[start]

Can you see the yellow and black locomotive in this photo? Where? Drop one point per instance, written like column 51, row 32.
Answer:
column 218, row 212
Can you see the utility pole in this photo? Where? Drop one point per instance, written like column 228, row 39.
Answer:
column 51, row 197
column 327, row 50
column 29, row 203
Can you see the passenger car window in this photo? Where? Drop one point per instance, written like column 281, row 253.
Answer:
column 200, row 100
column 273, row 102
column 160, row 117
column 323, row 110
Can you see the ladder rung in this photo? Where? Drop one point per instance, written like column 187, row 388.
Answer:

[end]

Rewrite the lines of the records from the line containing "Can you see the ladder" through the end of the records, replacing "ladder rung" with "handrail" and leaving everything else unchanged.

THE RESPONSE:
Can you see the handrail in this photo? Where? Drop one point per instance, written like column 187, row 388.
Answer:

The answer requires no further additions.